Begin Supplied material
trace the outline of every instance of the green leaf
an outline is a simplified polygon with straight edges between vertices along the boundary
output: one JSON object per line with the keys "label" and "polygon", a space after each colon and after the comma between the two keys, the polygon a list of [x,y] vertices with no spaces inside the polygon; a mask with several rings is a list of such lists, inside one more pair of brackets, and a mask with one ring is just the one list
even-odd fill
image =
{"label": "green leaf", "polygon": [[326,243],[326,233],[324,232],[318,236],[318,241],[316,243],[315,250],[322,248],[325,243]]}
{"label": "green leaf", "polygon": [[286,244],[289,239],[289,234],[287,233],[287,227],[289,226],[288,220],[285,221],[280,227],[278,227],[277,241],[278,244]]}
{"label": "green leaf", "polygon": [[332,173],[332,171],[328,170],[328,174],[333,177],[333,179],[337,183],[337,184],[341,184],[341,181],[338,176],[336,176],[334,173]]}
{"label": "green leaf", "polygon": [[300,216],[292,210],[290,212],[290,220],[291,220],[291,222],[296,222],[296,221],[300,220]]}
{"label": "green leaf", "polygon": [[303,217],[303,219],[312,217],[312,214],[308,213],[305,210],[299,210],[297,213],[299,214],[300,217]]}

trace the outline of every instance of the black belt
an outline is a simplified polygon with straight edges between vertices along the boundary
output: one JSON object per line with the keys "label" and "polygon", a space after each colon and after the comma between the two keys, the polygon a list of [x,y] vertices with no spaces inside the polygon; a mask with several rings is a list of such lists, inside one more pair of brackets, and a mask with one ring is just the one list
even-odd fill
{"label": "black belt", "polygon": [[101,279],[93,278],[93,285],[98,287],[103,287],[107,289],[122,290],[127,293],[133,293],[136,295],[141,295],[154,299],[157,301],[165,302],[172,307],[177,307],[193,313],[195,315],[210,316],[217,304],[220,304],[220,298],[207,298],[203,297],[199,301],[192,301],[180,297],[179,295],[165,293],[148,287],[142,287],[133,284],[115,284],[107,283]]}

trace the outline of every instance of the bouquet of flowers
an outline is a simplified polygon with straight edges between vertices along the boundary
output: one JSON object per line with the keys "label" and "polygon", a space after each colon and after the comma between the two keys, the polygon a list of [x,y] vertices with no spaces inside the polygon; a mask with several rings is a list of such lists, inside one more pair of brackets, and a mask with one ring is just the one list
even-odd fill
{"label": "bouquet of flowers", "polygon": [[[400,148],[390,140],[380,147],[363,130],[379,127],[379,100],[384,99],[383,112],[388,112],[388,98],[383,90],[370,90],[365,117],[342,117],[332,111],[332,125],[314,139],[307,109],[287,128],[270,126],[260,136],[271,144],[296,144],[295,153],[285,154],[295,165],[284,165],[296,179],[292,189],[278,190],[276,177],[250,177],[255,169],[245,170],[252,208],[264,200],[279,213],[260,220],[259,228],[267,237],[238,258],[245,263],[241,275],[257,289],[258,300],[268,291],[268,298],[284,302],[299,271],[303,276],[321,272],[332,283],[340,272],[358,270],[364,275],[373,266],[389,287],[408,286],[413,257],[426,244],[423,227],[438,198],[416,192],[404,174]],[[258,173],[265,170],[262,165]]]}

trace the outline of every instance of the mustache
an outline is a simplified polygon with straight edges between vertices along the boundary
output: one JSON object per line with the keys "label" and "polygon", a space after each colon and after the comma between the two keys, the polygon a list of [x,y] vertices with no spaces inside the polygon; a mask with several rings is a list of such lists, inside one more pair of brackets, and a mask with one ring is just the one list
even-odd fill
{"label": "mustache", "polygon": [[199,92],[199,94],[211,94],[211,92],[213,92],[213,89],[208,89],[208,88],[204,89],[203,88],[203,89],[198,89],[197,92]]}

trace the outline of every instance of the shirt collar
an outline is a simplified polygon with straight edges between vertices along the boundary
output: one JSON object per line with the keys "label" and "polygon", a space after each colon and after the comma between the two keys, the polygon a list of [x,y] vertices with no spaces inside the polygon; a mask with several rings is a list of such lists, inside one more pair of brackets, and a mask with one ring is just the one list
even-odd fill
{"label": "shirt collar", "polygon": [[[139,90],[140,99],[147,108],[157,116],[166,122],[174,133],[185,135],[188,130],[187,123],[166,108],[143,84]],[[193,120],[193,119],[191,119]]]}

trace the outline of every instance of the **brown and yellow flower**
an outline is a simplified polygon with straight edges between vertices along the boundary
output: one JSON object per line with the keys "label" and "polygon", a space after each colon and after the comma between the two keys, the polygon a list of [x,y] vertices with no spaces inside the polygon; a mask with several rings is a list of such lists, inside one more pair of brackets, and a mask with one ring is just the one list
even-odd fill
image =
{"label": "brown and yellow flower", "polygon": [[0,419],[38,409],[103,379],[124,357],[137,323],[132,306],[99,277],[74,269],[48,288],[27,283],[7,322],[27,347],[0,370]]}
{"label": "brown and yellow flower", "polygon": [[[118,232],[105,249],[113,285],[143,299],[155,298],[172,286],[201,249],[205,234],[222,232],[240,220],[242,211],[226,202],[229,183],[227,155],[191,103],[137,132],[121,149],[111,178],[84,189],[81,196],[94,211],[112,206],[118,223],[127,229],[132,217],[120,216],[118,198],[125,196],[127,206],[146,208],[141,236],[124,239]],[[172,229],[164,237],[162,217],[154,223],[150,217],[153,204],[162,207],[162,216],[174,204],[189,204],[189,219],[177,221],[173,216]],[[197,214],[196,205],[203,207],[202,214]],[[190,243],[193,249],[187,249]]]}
End Supplied material
### Given exercise
Copy verbatim every line of the data above, from the line containing "trace the outline of every instance of the **brown" through the end of the data, inclusive.

### Response below
trace the outline of every instance of the **brown and yellow flower**
an outline is a simplified polygon with straight edges between vertices along the boundary
output: one JSON object per line with the keys "label" and "polygon", a space after each colon and after the comma between the two keys, the polygon a list of [x,y] vertices with no spaces inside the polygon; a mask with several rings is a list of such lists, inside one more pair of brackets, and a mask with one ring is just the one list
even-odd fill
image =
{"label": "brown and yellow flower", "polygon": [[0,419],[38,409],[103,379],[124,357],[137,323],[132,306],[99,277],[74,269],[48,288],[27,283],[7,322],[27,347],[0,370]]}
{"label": "brown and yellow flower", "polygon": [[[118,232],[105,249],[113,285],[143,299],[155,298],[172,286],[201,249],[205,234],[222,232],[240,220],[242,211],[226,202],[229,183],[227,155],[191,103],[137,132],[121,149],[111,178],[84,189],[81,196],[94,211],[112,206],[118,223],[127,229],[132,217],[120,216],[118,198],[125,196],[127,206],[146,208],[141,236],[124,239]],[[172,229],[164,237],[162,217],[154,223],[150,217],[153,204],[162,207],[162,216],[174,204],[189,204],[189,219],[177,221],[173,216]],[[197,214],[196,205],[203,207],[202,214]],[[190,243],[193,249],[187,249]]]}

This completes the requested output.